* **Trecho do documento**

+ + + +

O caminho do 4106 é mais agradável à minha visão. Vejo pessoas se exercitando na Praça da Liberdade, ou conversando enquanto descem a João Pinheiro, indo pro Promove ou pro Cumpus de Direito. De vez em quando tem umas velhinhas andando para a Igreja da Boa Viagem. Mas meu dia fica bom mesmo quando as fontes estão ligadas. Nossa! Tenho uma sensação de paz e de que “tudo vai dar certo” incrível. Fico até mais animada. Chego na faculdade com um bom humor incomum.

Já o 8101 passa pela Marília de Dirceu e eu vejo aqueles bares fechados, pessoas limpando o que restou da noite anterior, lojas que não posso nem olhar, pois meu salário de estagiária não paga uma prestação da peça mais barata. É triste. Aí chega a São Paulo, com todas aquelas lanchonetes que cheiram gordura a cinco metros de distância. Ou então vejo aqueles estudantes entusiasmados indo pros incontáveis cursinhos. Caras de poucos amigos e senhoras agarradas a suas bolsas... Tem como se empolgar com essa visão? Se o dia está nublado então, só piora.

Só Freud pra explicar essa minha sensação com relação aos dois ônibus. Deve ser assim com a vida também. Às vezes vários caminhos levam ao mesmo lugar. Aí podemos pegar o mais rápido, mas que nos dá menos prazer, ou optar pelo mais comprido, que nos deixa com um sentimento de satisfação. De qualquer jeito, vale lembrar que ambos dão na Curitiba e o engarrafamento no viaduto da Lagoinha é inevitável, ainda mais com as obras na Antônio Carlos.

terça-feira, 29 de setembro de 2009

Agilidade, meu povo

Normalmente eu pego meu ônibus de volta do trabalho pra casa em frente a um banco. Ele sempre está cheio, não importa o horário. Algumas vezes está que não cabe mais ninguém, em outras vejo pequenas filas, e em raras noto que alguns caixas eletrônicos estão vazios. A questão é: sempre tem gente lá.

+ + + +

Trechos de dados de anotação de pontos
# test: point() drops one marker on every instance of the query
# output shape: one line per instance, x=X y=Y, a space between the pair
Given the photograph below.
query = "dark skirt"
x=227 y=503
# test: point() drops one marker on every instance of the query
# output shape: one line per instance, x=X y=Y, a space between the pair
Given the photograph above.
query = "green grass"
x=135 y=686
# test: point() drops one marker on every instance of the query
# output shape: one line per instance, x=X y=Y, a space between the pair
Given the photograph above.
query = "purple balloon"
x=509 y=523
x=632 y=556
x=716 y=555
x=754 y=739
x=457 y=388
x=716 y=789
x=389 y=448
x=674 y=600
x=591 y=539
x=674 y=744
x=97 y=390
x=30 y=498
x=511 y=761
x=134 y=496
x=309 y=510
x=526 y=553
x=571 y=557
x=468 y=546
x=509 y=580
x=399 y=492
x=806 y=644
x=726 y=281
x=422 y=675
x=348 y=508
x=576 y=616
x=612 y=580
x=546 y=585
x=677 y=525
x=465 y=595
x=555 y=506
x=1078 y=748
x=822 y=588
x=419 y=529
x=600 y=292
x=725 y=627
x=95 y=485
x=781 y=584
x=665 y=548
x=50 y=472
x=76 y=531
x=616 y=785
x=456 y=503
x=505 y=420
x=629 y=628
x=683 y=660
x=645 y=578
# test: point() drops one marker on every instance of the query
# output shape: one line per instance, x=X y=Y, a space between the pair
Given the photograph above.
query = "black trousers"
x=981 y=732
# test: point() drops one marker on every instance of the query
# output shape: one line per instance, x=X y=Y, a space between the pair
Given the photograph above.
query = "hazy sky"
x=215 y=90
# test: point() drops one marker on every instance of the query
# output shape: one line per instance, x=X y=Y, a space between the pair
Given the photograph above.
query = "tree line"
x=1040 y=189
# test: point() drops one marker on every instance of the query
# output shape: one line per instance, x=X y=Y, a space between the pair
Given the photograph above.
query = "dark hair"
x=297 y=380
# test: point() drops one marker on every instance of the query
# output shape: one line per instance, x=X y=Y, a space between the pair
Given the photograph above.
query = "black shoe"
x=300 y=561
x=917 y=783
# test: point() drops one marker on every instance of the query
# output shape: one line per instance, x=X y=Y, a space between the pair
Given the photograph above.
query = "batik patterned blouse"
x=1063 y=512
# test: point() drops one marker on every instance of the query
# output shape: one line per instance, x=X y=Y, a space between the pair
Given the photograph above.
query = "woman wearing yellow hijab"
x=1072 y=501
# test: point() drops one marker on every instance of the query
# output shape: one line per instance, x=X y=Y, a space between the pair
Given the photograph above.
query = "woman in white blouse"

+ + + +

* **Tarefa a cumprir**
Copie do texto sobre os trajetos de ônibus a passagem que começa nas palavras "Só Freud pra" e para depois de "tem gente lá.", sem mudar nada.

* **Resposta escrita**
Só Freud pra explicar essa minha sensação com relação aos dois ônibus. Deve ser assim com a vida também. Às vezes vários caminhos levam ao mesmo lugar. Aí podemos pegar o mais rápido, mas que nos dá menos prazer, ou optar pelo mais comprido, que nos deixa com um sentimento de satisfação. De qualquer jeito, vale lembrar que ambos dão na Curitiba e o engarrafamento no viaduto da Lagoinha é inevitável, ainda mais com as obras na Antônio Carlos.

terça-feira, 29 de setembro de 2009

Agilidade, meu povo

Normalmente eu pego meu ônibus de volta do trabalho pra casa em frente a um banco. Ele sempre está cheio, não importa o horário. Algumas vezes está que não cabe mais ninguém, em outras vejo pequenas filas, e em raras noto que alguns caixas eletrônicos estão vazios. A questão é: sempre tem gente lá.